PASSAGE SHOWN
◆ ◆ ◆ ◆ ◆

In Agile development, particularly in Scrum, self-organization is a property of the agile development team, which organizes itself over time, rather than being ordered by an external force such as a project or development manager. Self-organization also reflects the management philosophy whereby operational decisions are delegated as much as possible to those who have the most detailed knowledge of the consequences and practicalities associated with those decisions.

Source Repository

This is where source code lives. The source repository will contain all the code after developers check in their changes to it.

Spike

A story or task aimed at answering a question or gathering information, rather than implementing product features, user stories, or requirements. Sometimes a user story is generated that cannot be estimated until the development team does some actual work to resolve a technical question or a design problem. The solution is to create a “spike,” which is a story whose purpose is to provide the answer or solution. Like any other story or task, the spike is then given an estimate and included in the sprint backlog.

Sprint

The Scrum term for an iteration. The sprint starts with a sprint planning meeting. At the end of the sprint there is a sprint review meeting, followed by a sprint retrospective meeting.

Sprint Backlog

A list of features, user stories or tasks that are pulled from the product backlog for consideration for completion during the upcoming sprint. Product backlog features and user stories are broken down into tasks to form the sprint backlog during the sprint planning meeting.

Sprint Goal

A short, one- or two-sentence description of what the team plans to achieve during the sprint. It is finalized collaboratively during Sprint Planning by the Scrum Team and Product Owner.

Sprint Review

A meeting held at the end of each sprint in which the Scrum team shows what they accomplished during the sprint; typically this takes the form of a demo of the new features. The sprint review meeting is intentionally kept very informal. With limited time allocated for Sprint review prep. A sprint review meeting should not become a distraction or significant detour for the team; rather, it should be a natural result of the sprint. See Demo

Story Mapping

A practice intended to provide a more structured approach to release planning, story mapping consists of ordering user stories along two independent dimensions. The “map” arranges user activities along the horizontal axis in rough order of priority (or “the order in which you would describe activities to explain the behaviour of the system”). Down the vertical axis, it represents increasing sophistication of the implementation. Given a story map so arranged, the first horizontal row represents a “walking skeleton”, a barebones but usable version of the product. Working through successive rows fleshes out the product with additional functionality.

◆ ◆ ◆ ◆ ◆

DATA EXTRACT
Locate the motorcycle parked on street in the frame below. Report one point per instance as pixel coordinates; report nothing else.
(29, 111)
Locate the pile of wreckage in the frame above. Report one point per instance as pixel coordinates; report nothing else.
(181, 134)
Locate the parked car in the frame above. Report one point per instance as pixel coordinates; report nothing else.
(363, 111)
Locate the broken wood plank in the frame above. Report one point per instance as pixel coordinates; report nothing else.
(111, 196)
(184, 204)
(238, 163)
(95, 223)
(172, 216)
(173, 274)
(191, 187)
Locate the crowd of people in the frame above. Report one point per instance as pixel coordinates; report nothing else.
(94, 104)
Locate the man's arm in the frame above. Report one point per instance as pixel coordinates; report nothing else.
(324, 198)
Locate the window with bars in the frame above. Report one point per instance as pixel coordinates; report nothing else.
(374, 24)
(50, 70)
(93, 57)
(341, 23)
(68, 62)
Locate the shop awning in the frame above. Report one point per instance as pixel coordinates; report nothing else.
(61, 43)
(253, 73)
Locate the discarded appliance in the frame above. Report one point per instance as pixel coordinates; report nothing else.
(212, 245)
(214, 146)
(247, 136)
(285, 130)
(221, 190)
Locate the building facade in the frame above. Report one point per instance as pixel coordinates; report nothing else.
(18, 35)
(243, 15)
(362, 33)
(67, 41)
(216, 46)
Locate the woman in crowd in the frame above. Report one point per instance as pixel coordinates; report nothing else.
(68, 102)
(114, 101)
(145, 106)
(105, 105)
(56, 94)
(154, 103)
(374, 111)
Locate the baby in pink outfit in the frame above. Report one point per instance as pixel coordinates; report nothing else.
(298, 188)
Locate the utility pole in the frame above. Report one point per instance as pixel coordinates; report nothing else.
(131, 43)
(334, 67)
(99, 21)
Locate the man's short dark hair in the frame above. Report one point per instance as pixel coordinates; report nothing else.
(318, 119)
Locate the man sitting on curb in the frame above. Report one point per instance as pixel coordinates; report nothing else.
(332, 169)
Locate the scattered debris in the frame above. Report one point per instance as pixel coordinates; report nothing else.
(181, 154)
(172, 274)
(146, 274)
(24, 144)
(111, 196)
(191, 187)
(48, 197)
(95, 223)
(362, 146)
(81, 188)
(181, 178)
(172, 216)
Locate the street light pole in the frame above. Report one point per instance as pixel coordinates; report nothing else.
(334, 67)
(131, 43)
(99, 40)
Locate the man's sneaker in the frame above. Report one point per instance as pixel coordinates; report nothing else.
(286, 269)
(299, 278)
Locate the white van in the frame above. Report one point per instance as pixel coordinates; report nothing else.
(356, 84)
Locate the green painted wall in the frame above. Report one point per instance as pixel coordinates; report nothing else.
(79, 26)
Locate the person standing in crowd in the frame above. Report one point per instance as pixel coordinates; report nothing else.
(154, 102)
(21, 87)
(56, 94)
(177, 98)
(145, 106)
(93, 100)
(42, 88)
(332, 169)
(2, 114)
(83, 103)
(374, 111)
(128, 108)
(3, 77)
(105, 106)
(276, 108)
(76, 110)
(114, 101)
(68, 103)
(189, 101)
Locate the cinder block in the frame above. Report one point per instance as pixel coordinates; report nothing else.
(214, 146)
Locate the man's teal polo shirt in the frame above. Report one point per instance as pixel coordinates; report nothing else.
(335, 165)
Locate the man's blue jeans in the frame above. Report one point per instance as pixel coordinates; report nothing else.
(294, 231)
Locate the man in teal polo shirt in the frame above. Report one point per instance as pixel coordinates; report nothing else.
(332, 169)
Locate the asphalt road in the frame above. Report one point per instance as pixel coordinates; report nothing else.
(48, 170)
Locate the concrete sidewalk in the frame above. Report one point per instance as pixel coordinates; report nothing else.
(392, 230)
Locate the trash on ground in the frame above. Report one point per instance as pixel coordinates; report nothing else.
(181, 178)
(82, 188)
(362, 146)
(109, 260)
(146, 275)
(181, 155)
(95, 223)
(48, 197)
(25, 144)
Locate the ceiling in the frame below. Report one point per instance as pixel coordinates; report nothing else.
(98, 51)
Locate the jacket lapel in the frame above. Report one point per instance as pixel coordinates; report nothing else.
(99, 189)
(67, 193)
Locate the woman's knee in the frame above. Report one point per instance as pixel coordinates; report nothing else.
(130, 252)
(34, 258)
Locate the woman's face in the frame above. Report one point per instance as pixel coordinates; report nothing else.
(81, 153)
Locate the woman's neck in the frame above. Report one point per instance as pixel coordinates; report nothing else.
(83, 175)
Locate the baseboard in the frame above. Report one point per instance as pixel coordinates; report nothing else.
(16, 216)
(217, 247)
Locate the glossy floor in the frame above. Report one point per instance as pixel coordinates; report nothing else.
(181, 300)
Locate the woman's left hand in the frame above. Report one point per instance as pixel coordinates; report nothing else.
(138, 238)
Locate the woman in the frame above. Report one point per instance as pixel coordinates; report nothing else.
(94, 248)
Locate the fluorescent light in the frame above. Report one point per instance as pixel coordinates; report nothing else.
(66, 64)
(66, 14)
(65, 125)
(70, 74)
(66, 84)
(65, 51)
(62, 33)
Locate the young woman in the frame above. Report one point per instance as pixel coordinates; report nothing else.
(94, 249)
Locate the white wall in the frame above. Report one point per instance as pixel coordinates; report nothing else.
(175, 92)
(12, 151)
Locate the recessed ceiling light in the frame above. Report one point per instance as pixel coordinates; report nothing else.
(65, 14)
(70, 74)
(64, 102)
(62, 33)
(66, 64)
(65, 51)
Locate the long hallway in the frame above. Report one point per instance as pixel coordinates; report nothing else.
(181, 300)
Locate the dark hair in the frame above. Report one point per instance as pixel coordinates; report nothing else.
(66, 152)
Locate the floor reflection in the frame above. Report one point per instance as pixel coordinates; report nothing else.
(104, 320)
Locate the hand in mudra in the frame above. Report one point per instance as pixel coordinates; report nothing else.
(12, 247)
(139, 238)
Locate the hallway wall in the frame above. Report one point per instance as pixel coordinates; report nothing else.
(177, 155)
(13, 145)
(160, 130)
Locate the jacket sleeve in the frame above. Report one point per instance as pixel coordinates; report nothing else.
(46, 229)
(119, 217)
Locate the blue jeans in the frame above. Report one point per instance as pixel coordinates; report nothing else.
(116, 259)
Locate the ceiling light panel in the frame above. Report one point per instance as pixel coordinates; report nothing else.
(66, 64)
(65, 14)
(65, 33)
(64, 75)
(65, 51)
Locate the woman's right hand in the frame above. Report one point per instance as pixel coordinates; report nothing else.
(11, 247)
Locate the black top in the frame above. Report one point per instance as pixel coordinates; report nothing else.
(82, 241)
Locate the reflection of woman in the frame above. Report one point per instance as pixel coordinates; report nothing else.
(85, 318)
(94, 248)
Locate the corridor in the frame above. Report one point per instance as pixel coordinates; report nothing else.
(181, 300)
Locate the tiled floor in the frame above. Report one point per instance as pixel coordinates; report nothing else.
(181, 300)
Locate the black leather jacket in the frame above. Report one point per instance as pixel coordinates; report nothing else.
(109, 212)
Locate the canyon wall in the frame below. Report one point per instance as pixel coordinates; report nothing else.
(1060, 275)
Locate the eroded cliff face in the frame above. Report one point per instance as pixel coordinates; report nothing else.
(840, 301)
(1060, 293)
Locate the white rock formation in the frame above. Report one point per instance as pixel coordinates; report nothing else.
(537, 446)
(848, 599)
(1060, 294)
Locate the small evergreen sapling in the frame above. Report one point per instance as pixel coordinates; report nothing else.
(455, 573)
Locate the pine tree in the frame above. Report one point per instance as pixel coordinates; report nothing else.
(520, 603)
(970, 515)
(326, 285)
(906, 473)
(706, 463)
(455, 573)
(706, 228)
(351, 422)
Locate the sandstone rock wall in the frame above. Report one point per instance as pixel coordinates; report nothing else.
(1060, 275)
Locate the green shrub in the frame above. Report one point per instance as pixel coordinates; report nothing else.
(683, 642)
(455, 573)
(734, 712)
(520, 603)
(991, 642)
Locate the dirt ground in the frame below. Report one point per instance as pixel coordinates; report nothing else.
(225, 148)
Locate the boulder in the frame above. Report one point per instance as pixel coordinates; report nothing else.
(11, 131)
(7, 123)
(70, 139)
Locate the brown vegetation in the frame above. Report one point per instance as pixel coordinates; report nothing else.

◆ ◆ ◆ ◆ ◆

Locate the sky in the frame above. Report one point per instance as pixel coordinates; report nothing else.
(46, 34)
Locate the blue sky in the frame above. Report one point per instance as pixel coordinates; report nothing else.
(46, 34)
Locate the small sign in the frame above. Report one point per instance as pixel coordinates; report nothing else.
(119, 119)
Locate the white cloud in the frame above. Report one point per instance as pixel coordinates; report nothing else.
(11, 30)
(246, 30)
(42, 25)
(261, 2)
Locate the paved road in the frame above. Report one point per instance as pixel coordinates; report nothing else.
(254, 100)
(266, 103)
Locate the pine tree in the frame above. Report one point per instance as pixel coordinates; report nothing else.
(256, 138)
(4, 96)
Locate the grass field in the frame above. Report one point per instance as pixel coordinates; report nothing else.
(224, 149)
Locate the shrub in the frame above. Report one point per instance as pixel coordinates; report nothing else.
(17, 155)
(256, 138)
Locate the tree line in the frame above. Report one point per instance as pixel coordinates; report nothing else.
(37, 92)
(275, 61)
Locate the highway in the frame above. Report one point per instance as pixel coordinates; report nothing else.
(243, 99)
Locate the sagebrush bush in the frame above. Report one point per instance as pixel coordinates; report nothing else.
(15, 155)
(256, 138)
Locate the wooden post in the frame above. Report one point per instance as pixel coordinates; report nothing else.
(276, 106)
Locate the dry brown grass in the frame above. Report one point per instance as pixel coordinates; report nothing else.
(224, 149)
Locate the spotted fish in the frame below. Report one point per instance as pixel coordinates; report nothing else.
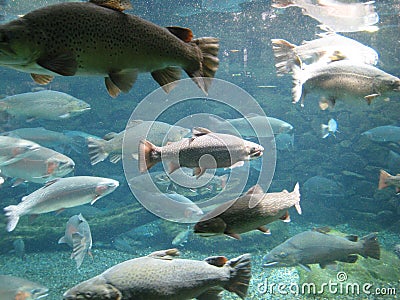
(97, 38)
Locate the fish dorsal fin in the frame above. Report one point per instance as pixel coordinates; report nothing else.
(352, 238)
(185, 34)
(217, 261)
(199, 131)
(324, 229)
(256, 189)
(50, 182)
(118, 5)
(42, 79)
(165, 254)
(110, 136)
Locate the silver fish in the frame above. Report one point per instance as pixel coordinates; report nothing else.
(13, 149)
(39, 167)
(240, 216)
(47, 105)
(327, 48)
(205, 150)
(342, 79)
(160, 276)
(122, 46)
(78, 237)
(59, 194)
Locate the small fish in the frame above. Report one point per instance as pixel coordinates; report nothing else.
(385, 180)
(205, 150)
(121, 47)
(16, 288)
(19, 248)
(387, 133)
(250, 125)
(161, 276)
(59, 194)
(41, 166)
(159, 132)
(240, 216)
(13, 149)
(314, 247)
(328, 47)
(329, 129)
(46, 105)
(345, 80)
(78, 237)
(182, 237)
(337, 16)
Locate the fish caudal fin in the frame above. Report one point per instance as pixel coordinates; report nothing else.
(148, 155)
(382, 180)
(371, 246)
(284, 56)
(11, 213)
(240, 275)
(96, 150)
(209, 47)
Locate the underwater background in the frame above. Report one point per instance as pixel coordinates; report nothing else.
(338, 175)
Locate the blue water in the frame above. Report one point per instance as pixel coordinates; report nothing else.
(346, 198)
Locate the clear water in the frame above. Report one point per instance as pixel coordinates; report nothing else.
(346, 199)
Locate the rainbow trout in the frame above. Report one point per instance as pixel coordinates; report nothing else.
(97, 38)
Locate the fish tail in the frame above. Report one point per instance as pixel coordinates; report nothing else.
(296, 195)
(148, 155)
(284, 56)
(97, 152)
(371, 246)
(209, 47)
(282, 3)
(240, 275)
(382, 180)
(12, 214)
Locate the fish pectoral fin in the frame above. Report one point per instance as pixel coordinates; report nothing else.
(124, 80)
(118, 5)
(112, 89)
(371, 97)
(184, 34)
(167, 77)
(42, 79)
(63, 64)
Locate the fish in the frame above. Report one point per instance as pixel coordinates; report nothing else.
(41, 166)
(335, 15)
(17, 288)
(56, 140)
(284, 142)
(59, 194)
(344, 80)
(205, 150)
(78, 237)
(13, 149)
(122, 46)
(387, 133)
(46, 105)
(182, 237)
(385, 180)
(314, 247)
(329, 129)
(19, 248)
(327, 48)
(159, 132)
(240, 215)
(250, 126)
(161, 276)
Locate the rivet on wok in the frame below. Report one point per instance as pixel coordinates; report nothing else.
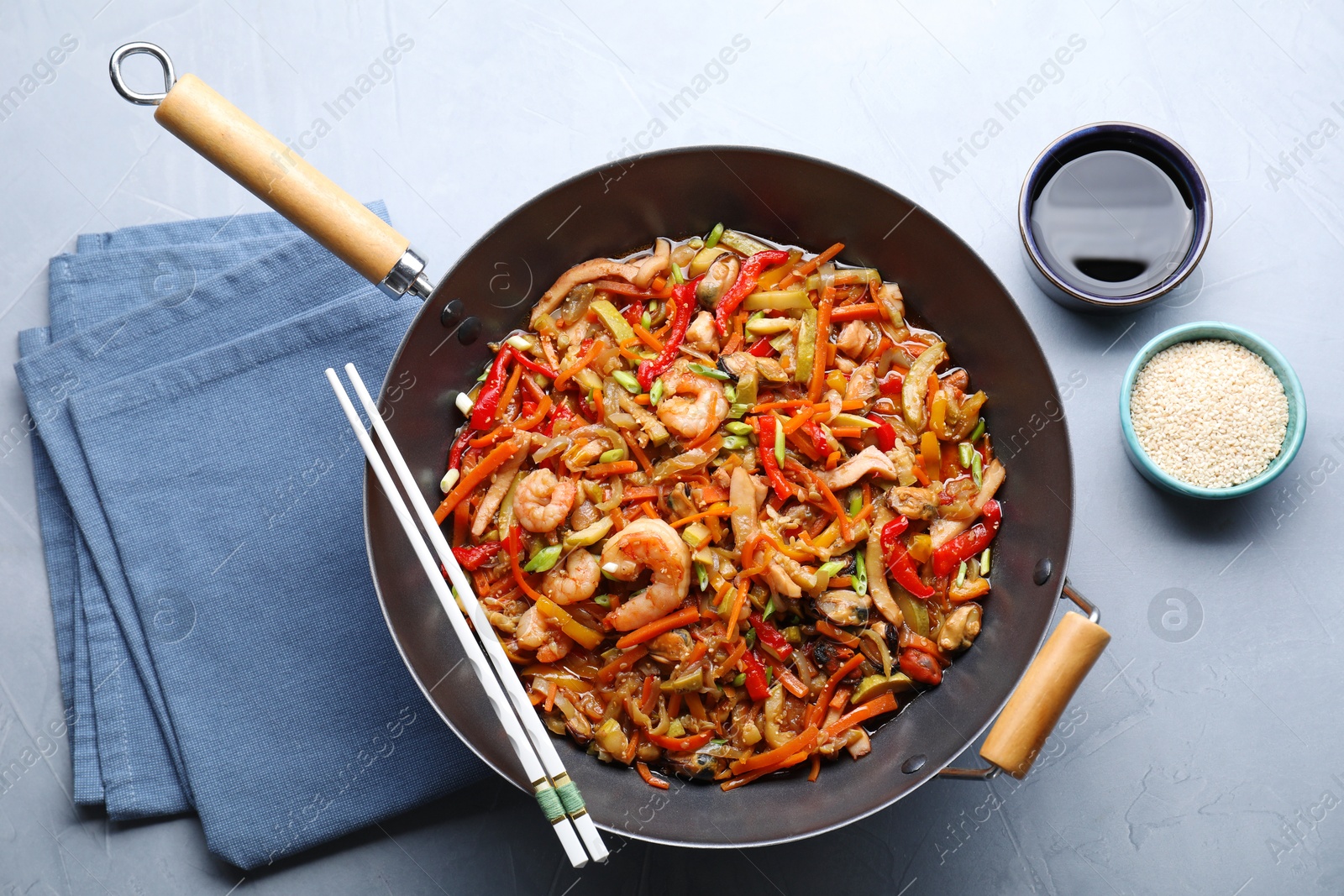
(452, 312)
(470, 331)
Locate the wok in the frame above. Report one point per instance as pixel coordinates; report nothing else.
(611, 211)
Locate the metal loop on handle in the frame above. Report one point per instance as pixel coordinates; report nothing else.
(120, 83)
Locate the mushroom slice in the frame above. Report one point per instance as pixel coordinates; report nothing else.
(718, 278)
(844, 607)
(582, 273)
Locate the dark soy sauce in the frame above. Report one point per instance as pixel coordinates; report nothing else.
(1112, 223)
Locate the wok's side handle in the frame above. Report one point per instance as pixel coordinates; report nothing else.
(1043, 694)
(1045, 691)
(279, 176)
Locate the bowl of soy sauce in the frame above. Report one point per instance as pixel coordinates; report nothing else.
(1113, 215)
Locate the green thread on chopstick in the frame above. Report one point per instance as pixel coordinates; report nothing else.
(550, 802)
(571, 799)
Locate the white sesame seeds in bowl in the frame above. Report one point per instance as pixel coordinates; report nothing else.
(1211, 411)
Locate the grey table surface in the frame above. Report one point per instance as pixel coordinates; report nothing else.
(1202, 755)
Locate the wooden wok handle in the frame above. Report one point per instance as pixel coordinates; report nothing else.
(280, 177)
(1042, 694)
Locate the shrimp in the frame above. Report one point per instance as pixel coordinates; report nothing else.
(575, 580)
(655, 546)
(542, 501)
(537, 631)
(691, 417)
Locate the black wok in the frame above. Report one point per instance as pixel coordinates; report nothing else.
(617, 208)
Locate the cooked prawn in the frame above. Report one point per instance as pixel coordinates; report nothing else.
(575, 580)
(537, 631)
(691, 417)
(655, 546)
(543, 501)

◆ ◆ ◆ ◆ ◆

GIVEN PROBLEM
How would this sentence from the Agile glossary read in Spanish: "At the end of the sprint there is a sprint review meeting, followed by a sprint retrospective meeting."?

ANSWER TO THE TASK
Al final del sprint hay una reunión de revisión del sprint, seguida de una reunión de retrospectiva del sprint.